(Stored data entries)

※ ※ ※

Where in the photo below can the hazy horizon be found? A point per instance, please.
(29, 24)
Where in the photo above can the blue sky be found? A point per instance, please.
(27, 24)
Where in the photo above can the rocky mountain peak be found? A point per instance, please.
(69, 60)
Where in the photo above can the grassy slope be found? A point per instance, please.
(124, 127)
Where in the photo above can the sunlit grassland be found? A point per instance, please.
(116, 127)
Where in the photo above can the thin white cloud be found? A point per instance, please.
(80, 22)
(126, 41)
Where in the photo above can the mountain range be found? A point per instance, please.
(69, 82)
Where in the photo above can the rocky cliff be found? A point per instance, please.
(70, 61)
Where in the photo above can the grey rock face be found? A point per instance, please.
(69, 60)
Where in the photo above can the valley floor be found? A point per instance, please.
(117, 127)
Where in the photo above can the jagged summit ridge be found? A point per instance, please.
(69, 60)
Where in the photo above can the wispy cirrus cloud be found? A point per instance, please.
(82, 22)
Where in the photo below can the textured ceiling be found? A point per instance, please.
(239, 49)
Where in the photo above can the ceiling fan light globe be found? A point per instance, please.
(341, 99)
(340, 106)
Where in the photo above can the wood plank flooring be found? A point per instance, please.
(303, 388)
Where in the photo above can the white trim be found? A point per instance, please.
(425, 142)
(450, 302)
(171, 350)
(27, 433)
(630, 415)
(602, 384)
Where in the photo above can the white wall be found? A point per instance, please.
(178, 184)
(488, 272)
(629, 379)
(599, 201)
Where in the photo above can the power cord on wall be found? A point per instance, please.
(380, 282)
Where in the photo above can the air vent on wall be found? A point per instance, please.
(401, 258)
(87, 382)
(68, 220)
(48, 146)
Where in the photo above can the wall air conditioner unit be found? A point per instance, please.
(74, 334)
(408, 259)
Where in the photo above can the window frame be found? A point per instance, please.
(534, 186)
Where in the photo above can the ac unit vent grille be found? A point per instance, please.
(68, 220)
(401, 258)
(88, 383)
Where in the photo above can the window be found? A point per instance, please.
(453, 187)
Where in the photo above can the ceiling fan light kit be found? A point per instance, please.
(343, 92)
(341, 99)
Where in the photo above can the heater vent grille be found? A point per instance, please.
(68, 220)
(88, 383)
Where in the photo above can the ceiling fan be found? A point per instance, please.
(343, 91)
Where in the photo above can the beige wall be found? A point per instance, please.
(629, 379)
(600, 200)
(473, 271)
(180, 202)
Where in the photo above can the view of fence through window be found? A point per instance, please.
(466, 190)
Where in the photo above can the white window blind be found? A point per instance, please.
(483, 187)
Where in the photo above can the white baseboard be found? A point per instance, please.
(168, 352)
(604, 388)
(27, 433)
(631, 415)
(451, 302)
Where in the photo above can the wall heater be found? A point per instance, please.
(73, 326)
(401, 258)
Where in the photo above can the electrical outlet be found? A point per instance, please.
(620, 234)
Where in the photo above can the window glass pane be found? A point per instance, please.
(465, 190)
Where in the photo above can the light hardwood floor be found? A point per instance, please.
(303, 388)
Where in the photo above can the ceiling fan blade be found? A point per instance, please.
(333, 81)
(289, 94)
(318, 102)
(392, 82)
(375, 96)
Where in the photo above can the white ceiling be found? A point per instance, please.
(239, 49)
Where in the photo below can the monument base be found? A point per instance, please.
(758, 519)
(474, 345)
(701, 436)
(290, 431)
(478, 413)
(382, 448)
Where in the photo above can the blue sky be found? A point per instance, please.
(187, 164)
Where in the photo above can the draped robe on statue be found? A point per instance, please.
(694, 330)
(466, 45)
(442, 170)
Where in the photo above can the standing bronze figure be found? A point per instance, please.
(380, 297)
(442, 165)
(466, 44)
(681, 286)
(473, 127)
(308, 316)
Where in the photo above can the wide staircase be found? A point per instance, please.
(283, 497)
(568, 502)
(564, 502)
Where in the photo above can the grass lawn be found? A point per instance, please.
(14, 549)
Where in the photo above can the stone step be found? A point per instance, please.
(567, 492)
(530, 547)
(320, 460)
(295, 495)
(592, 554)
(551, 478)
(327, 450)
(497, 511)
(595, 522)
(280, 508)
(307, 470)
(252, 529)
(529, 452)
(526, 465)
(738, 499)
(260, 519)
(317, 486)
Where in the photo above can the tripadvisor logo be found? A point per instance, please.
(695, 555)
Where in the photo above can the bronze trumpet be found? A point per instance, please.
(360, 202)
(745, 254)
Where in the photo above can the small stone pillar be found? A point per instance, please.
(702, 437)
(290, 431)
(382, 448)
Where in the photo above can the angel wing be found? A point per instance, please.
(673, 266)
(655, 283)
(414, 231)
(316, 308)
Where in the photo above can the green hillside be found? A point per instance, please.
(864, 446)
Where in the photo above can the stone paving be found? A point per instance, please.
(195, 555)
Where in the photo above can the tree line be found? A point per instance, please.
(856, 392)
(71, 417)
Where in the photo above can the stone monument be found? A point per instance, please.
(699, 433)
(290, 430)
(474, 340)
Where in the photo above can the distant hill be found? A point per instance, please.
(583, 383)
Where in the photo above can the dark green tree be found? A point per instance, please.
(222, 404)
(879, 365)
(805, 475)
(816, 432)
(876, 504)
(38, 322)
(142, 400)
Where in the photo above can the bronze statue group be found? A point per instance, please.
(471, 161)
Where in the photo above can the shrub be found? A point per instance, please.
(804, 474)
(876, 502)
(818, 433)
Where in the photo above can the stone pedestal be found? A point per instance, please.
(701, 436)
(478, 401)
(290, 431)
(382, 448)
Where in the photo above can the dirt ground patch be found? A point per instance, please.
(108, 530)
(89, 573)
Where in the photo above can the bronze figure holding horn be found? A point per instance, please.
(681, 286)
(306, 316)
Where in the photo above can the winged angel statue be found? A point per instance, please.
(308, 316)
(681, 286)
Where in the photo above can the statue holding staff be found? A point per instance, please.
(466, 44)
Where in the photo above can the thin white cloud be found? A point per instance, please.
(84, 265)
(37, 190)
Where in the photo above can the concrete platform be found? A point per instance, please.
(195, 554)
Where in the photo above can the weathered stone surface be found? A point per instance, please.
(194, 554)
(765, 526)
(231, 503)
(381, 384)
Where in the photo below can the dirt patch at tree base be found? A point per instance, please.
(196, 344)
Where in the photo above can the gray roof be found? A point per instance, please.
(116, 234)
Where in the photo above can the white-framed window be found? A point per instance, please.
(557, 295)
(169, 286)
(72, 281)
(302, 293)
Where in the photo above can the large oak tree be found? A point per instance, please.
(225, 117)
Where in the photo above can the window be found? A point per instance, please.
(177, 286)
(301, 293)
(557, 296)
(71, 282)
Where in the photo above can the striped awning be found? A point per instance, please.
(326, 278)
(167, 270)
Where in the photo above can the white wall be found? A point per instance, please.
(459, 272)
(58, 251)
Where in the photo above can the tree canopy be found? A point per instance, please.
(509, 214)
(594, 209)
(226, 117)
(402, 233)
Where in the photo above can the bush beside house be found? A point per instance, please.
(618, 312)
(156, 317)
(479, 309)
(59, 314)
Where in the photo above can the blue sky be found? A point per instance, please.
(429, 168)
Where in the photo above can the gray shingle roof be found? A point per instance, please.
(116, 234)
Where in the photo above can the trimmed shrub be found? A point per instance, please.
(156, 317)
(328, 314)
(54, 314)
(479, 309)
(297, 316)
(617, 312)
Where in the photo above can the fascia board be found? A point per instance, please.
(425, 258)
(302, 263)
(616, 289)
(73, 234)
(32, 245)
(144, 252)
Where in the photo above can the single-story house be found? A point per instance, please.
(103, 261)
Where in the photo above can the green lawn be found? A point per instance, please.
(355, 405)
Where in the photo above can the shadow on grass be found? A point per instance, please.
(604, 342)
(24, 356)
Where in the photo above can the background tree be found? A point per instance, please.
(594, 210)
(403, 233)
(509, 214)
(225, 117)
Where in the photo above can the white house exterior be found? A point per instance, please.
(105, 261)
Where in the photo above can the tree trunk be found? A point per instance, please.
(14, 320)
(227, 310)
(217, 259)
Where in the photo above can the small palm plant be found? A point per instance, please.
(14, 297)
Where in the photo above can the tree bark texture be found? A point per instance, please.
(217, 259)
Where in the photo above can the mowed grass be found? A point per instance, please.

※ ※ ※

> [YOUR TASK]:
Look above for the line with "Where in the photo above can the single-story", then copy it and each later line exactly, stopping at the last line of the records.

> [RESPONSE BELOW]:
Where in the photo above can the single-story house be found? A point per instance, please.
(103, 261)
Where in the photo above can the green lawn be found? A point per instance, please.
(355, 405)
Where in the photo above can the shadow on grass be found? A point per instance, please.
(604, 342)
(24, 356)
Where in the photo above can the background tree be found? A point per instance, please.
(594, 210)
(403, 233)
(509, 214)
(225, 117)
Where in the photo above can the white house exterior be found? A point per instance, please.
(105, 261)
Where in the photo above can the tree trunk be found? A point per instance, please.
(14, 320)
(227, 310)
(217, 259)
Where in the photo above can the small palm plant be found? A point per instance, please.
(14, 297)
Where in the photo above can the tree bark texture be found? A point per instance, please.
(217, 259)
Where in the photo above can the mowed grass be found? A point per instance, please.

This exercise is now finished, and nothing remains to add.